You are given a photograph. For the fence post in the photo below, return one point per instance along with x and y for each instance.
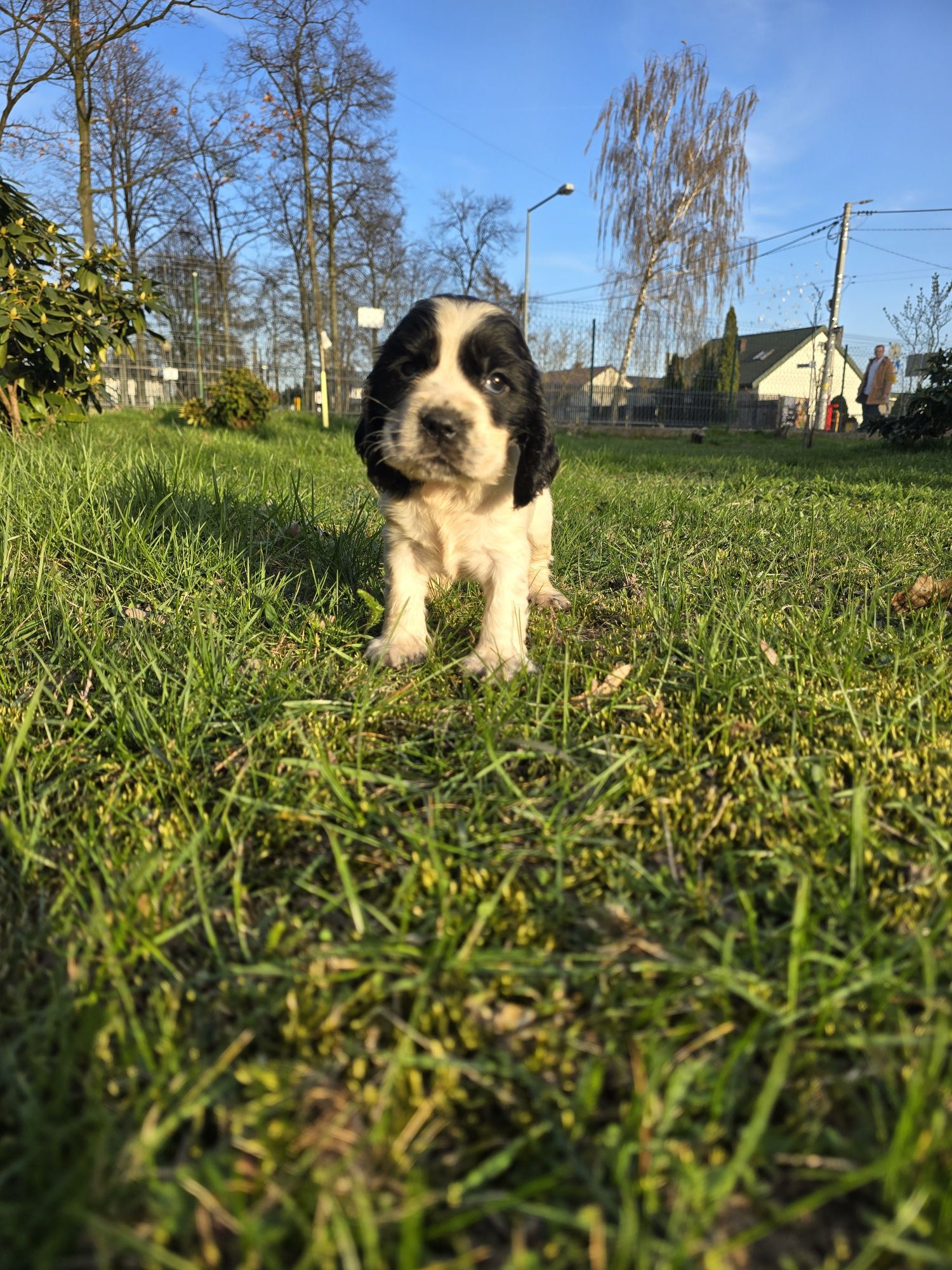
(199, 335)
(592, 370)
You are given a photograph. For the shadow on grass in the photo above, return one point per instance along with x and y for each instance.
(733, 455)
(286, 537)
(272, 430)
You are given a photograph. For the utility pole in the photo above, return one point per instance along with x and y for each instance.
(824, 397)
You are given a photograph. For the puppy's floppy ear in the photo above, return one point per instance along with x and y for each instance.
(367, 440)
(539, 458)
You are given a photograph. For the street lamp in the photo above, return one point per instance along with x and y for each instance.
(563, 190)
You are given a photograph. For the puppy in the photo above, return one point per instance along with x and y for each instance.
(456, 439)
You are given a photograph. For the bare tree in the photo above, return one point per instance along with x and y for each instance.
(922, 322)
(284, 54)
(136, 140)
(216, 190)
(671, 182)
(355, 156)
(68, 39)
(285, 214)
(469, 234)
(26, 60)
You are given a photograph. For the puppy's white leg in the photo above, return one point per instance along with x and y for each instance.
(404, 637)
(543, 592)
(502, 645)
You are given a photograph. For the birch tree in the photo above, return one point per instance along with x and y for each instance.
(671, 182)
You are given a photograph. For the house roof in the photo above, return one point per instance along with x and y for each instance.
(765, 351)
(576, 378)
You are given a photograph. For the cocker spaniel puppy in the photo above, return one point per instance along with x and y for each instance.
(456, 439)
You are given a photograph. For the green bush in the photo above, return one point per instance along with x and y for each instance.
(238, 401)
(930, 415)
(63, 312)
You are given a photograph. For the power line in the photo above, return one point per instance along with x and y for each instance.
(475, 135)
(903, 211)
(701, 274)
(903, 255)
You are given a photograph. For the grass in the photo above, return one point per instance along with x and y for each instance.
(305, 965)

⁂

ИНСТРУКЦИЯ К ВЫПОЛНЕНИЮ: Переименуйте «power line» в «overhead wire» и выпишите заново строки, начиная со строки с «You are given a photograph. For the cocker» и до конца списка пунктов включительно. Больше ничего в этих строках не меняйте.

РЕШЕНИЕ ЗАДАНИЯ:
You are given a photograph. For the cocker spaniel puppy in the photo above, return one point per instance along with x and y for each instance.
(456, 439)
You are given a photograph. For the green bush in the photo above, return one point per instance along with x and y for each instance.
(238, 401)
(930, 415)
(63, 312)
You are given a photograph. For the overhead wire in the photo above, return one point per instance along with x and y for each instance.
(475, 135)
(903, 211)
(701, 274)
(903, 255)
You are given a photograph. For the grass in the photo above, return one point per instance along with x and y for each instance.
(305, 965)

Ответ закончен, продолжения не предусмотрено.